## QUOTED PASSAGE
-=-=-=-=-

SOME WORDS ABOUT DICKENS'S NOVELS ( Nekaj besed o Dickensovih romanih)
The Pickwick Papers
were stories about a group of rather odd
individuals and their travels to Ipswich, Rochester, Bath, and
elsewhere. Dickens's novels first appeared in monthly
installments, including OLIVER
TWIST (1837-39), which depicts the London
underworld and hard years of the foundling Oliver Twist, whose
right to his inheritance is kept secret by the villainous Mr. Monks. Oliver
suffers in a poorfarm and workhouse. He outrages authorities by
asking a second bowl of porridge. From a solitary confinement he
is apprenticed to a casket maker, and becomes a member of a gang
of young thieves, led by Mr.
Fagin. Finally Fagin is hanged at Newgate
and Mr. Barnlow adopts Oliver. NICHOLAS
NICKELBY (1838-39) was a tale of young
Nickleby's struggles to seek his fortune.
A CHRISTMAS CAROL
(1943) is one of Dickens's most loved works, which has been
adapted into screen a number of times. The character of Ebenezer Scrooge,
the "squeezing, wrenching, grasping, scraping,
clutching" miser, has attracted such actors as Seymour
Hicks, Albert Finney, Michael Caine, George C. Scott and Alastair
Sim. In a pornography version from 1975 Mary Stewart was
"Carol Screwge".

-=-=-=-=-

[Object location annotation data]
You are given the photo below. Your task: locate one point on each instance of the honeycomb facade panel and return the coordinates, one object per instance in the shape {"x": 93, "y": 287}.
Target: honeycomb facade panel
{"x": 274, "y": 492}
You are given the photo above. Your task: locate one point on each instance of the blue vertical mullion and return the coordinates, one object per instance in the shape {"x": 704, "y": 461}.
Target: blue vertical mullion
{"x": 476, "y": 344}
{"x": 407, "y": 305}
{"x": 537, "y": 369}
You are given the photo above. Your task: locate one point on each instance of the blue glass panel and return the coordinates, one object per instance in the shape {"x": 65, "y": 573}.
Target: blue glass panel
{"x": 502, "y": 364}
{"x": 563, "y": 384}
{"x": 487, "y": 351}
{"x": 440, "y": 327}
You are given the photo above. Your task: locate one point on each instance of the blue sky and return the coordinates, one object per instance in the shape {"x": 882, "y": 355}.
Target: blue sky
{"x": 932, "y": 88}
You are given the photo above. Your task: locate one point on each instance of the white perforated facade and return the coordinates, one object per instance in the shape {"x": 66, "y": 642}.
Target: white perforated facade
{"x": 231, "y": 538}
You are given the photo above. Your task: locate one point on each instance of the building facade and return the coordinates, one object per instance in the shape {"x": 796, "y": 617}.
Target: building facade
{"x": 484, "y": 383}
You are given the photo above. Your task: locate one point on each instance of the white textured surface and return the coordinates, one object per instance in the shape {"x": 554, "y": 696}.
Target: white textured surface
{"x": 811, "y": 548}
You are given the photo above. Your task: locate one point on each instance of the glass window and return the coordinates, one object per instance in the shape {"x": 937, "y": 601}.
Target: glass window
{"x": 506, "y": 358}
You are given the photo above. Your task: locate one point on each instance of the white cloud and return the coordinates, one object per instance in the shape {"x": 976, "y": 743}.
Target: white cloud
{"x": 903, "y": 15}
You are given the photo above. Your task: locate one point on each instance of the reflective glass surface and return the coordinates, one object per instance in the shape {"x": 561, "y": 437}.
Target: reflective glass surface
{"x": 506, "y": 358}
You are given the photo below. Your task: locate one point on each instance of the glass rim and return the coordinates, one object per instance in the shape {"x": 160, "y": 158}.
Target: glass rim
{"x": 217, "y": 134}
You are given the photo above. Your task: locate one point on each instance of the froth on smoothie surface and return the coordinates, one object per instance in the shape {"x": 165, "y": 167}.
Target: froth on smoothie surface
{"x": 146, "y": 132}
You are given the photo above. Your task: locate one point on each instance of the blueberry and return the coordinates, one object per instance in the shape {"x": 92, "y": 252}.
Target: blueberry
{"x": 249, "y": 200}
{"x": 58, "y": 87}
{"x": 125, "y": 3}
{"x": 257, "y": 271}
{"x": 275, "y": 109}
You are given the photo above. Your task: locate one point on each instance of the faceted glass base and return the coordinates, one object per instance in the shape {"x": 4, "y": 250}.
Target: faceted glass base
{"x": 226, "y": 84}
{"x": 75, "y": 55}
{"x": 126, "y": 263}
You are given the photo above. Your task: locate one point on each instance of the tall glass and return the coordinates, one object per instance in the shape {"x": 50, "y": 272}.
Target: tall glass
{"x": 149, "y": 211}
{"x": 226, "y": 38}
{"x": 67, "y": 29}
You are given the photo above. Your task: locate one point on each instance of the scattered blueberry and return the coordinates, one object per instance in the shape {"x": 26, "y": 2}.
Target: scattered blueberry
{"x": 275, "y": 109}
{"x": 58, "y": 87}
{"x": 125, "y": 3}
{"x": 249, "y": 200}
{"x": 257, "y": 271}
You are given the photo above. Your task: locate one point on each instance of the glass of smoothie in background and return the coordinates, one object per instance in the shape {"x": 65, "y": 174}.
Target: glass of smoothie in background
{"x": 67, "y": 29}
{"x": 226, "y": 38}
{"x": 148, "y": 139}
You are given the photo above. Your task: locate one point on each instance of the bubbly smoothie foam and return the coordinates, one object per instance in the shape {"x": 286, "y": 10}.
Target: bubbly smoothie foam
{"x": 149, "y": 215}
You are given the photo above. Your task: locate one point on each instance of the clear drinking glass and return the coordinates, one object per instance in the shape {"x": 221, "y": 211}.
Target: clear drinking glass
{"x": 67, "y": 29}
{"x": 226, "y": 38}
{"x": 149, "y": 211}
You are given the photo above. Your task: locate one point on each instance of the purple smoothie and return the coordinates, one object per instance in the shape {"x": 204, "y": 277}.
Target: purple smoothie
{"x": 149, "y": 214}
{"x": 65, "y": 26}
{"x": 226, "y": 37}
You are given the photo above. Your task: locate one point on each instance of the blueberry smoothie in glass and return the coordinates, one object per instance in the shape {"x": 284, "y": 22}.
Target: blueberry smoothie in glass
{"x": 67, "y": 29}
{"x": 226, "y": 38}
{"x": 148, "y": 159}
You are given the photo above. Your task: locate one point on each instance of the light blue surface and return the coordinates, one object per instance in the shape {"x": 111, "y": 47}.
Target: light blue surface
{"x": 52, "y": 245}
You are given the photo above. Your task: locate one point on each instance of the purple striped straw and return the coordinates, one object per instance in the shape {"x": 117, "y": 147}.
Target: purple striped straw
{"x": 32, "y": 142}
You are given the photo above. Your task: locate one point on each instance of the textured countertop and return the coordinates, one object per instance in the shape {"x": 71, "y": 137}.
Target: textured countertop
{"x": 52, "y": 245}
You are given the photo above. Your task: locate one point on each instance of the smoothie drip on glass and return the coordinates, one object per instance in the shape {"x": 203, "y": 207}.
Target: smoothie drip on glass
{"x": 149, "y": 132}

-=-=-=-=-

## AIM 1
Rewrite everything from "SOME WORDS ABOUT" down to "thieves, led by Mr." in the piece on Dickens's novels, putting "coffin maker" wherever "casket maker" appears.
## AIM 2
Answer these questions using the piece on Dickens's novels:
(a) Which three places are named as destinations of the travels in The Pickwick Papers?
(b) Who keeps Oliver Twist's right to his inheritance secret?
(c) Where is Fagin hanged?

## CORRECT RESPONSE 1
SOME WORDS ABOUT DICKENS'S NOVELS ( Nekaj besed o Dickensovih romanih)
The Pickwick Papers
were stories about a group of rather odd
individuals and their travels to Ipswich, Rochester, Bath, and
elsewhere. Dickens's novels first appeared in monthly
installments, including OLIVER
TWIST (1837-39), which depicts the London
underworld and hard years of the foundling Oliver Twist, whose
right to his inheritance is kept secret by the villainous Mr. Monks. Oliver
suffers in a poorfarm and workhouse. He outrages authorities by
asking a second bowl of porridge. From a solitary confinement he
is apprenticed to a coffin maker, and becomes a member of a gang
of young thieves, led by Mr.

## CORRECT RESPONSE 2
(a) Ipswich, Rochester, and Bath.
(b) The villainous Mr. Monks.
(c) At Newgate.